#### Task prompt:
Print every line of the records below exactly as it reads.

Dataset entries
# # # # #

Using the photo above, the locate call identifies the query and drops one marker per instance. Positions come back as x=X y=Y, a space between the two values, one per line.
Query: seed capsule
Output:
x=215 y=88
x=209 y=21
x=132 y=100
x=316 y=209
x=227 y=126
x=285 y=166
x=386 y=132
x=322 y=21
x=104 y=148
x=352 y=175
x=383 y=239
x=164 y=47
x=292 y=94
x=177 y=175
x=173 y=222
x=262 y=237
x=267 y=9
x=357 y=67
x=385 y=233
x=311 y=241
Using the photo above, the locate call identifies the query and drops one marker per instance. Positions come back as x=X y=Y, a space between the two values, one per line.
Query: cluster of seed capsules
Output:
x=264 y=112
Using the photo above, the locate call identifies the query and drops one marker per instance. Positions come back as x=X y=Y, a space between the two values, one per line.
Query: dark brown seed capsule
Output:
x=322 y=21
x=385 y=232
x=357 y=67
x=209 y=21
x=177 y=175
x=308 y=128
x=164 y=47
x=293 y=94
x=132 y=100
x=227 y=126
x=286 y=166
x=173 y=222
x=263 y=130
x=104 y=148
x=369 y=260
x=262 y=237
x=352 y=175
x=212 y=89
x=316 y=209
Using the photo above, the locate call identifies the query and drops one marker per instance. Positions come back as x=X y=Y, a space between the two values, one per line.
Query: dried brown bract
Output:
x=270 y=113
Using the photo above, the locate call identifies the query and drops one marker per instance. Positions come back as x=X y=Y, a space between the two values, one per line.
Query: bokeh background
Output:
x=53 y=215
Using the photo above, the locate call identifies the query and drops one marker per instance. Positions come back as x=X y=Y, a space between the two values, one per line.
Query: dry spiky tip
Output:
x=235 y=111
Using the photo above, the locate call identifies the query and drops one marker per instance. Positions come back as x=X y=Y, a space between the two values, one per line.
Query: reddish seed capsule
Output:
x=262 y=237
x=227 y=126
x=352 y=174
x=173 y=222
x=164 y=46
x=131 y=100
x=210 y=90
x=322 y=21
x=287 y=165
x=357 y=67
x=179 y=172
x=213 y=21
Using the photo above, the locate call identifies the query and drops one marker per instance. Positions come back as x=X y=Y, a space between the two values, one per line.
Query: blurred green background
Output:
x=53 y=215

# # # # #

#### Answer for the task:
Using the photo above, the locate call identifies the query and drops one marker per instance. Positions come back as x=X y=Y, a space between the two values, one per line.
Query: seed capsule
Output:
x=215 y=88
x=209 y=21
x=132 y=100
x=316 y=209
x=227 y=126
x=285 y=166
x=386 y=132
x=322 y=21
x=104 y=148
x=352 y=175
x=383 y=239
x=164 y=47
x=292 y=94
x=177 y=175
x=173 y=222
x=262 y=237
x=267 y=9
x=357 y=67
x=385 y=233
x=311 y=241
Using the photo above, the locate call identifies the query and drops one marker per instance. Positions come back as x=X y=Y, a space between the two values, one per line.
Query: cluster of seed capsules
Output:
x=264 y=112
Using the photo above, the locate call identifies the query and drops one marker per instance. Positions come back as x=X y=Y, a space between the two values, one per line.
Query: dark brown seed capsule
Output:
x=322 y=21
x=385 y=232
x=357 y=67
x=209 y=21
x=177 y=175
x=308 y=128
x=164 y=47
x=293 y=94
x=132 y=100
x=227 y=126
x=286 y=166
x=173 y=222
x=263 y=130
x=104 y=148
x=369 y=260
x=262 y=237
x=352 y=175
x=212 y=89
x=316 y=209
Using the photo above, the locate call identifies the query and drops one marker per instance. Positions come back as x=X y=Y, a space between the two values, one per line.
Query: dried brown bract
Output:
x=270 y=113
Using the photo above, the locate call identifies the query and drops one marker per instance. Positions come back as x=X y=Y, a space between the two values, one per line.
Query: bokeh background
Output:
x=53 y=215
Using the photo above, the locate call identifies the query and drops one marker per instance. Positions come back as x=X y=Y, a space between the two values, one per line.
Query: dry spiky tip
Output:
x=235 y=111
Using the photo above, the locate call identifies the query and drops one marker per instance. Positions come back as x=X y=Y, a space between the two values, one per line.
Query: reddish seed capsule
Output:
x=262 y=237
x=227 y=126
x=352 y=174
x=173 y=222
x=164 y=46
x=131 y=100
x=210 y=90
x=322 y=21
x=287 y=165
x=357 y=67
x=179 y=172
x=213 y=21
Using the photo above, the locate call identifies the query and drops one marker per instance. Positions come back as x=X y=Y, a space between the two values, one per line.
Query: blurred green background
Output:
x=53 y=215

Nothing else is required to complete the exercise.